Instructions to follow » Every line of the listing should be transcribed exactly, with nothing left out.

▬▬▬

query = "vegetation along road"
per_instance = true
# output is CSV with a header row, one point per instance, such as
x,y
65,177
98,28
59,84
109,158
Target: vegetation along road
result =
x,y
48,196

▬▬▬

Written solution »
query = "vegetation along road"
per_instance = true
# output is CSV with a header row, one point per instance, such as
x,y
65,177
98,28
59,84
109,158
Target: vegetation along road
result =
x,y
48,196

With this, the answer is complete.